What is required: Copy out each of the records below with "marker" changed to "pin" wherever it occurs, leaving all other wording untouched.

Listing:
════

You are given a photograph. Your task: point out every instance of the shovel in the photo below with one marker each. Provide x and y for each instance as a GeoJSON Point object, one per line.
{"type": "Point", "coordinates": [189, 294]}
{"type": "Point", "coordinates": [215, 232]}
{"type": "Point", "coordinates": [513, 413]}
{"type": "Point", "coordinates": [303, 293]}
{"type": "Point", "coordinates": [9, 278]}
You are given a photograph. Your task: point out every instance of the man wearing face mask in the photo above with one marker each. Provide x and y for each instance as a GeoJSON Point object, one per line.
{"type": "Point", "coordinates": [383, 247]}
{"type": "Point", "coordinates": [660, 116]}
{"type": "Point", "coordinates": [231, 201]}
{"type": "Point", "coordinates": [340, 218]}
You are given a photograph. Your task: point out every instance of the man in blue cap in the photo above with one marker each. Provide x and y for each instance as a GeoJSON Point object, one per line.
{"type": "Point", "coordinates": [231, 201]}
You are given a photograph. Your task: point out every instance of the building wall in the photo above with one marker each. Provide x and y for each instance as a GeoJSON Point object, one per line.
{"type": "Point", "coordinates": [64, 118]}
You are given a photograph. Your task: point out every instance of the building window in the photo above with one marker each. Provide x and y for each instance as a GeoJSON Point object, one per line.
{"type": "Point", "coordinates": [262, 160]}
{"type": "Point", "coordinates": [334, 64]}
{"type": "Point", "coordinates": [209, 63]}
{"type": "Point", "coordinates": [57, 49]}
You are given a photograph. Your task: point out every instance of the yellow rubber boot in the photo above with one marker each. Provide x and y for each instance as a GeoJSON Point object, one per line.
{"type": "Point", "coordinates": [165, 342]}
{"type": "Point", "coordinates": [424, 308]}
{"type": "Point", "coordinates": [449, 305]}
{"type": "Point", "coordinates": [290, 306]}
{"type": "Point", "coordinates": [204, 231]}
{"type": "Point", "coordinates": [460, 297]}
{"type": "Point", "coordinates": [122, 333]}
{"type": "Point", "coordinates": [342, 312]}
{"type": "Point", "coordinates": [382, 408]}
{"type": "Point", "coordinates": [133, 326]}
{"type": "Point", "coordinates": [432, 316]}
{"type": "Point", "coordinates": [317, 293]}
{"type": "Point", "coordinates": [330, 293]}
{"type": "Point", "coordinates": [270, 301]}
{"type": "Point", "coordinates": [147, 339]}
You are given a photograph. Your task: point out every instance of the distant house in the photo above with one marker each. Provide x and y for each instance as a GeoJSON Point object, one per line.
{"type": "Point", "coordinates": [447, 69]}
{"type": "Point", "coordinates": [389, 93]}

════

Full output:
You are given a photograph. Your task: point out every instance of the shovel in the photo below with one pin each. Provide x and y for each instance as a GeoJSON Point object, one per line.
{"type": "Point", "coordinates": [189, 294]}
{"type": "Point", "coordinates": [215, 232]}
{"type": "Point", "coordinates": [513, 413]}
{"type": "Point", "coordinates": [303, 293]}
{"type": "Point", "coordinates": [9, 278]}
You are given a photograph. Your task: point out every instance of the man wearing face mask in the photo above with one pin each. Provide x and y for each instance as a GeoJSON Point object, one per line.
{"type": "Point", "coordinates": [383, 247]}
{"type": "Point", "coordinates": [660, 116]}
{"type": "Point", "coordinates": [231, 201]}
{"type": "Point", "coordinates": [340, 218]}
You are given a photograph. Your task: point out every instance of the man in blue cap in the photo above with one pin each. Provide x and y for each instance as a GeoJSON Point object, one per line.
{"type": "Point", "coordinates": [231, 201]}
You are given a photograph. Your task: point out every instance of the building wall in the photo above with one pin each. Provide x and y for each instance as a GeoJSON Point object, one per line.
{"type": "Point", "coordinates": [64, 118]}
You are given a photograph. Your task: point out every instance of the building window in the photo above with one pin each. Provide x and y for each instance as a GeoJSON Point object, one per line.
{"type": "Point", "coordinates": [262, 160]}
{"type": "Point", "coordinates": [334, 64]}
{"type": "Point", "coordinates": [209, 63]}
{"type": "Point", "coordinates": [57, 49]}
You are given a photograph. Your task: point out every instance of the yellow rubber boot in the photo above with one pin each. Provide x and y for each instance as a GeoJSON Point object, one per line.
{"type": "Point", "coordinates": [165, 342]}
{"type": "Point", "coordinates": [424, 308]}
{"type": "Point", "coordinates": [449, 305]}
{"type": "Point", "coordinates": [290, 306]}
{"type": "Point", "coordinates": [204, 231]}
{"type": "Point", "coordinates": [460, 297]}
{"type": "Point", "coordinates": [122, 333]}
{"type": "Point", "coordinates": [342, 312]}
{"type": "Point", "coordinates": [382, 408]}
{"type": "Point", "coordinates": [133, 326]}
{"type": "Point", "coordinates": [432, 316]}
{"type": "Point", "coordinates": [317, 293]}
{"type": "Point", "coordinates": [330, 293]}
{"type": "Point", "coordinates": [270, 301]}
{"type": "Point", "coordinates": [147, 339]}
You are given a photograph. Your task: point out every instance of the distant house in the photo above with one pin each. Provide x and y for each instance as a GeoJSON Point object, one per line.
{"type": "Point", "coordinates": [447, 69]}
{"type": "Point", "coordinates": [389, 93]}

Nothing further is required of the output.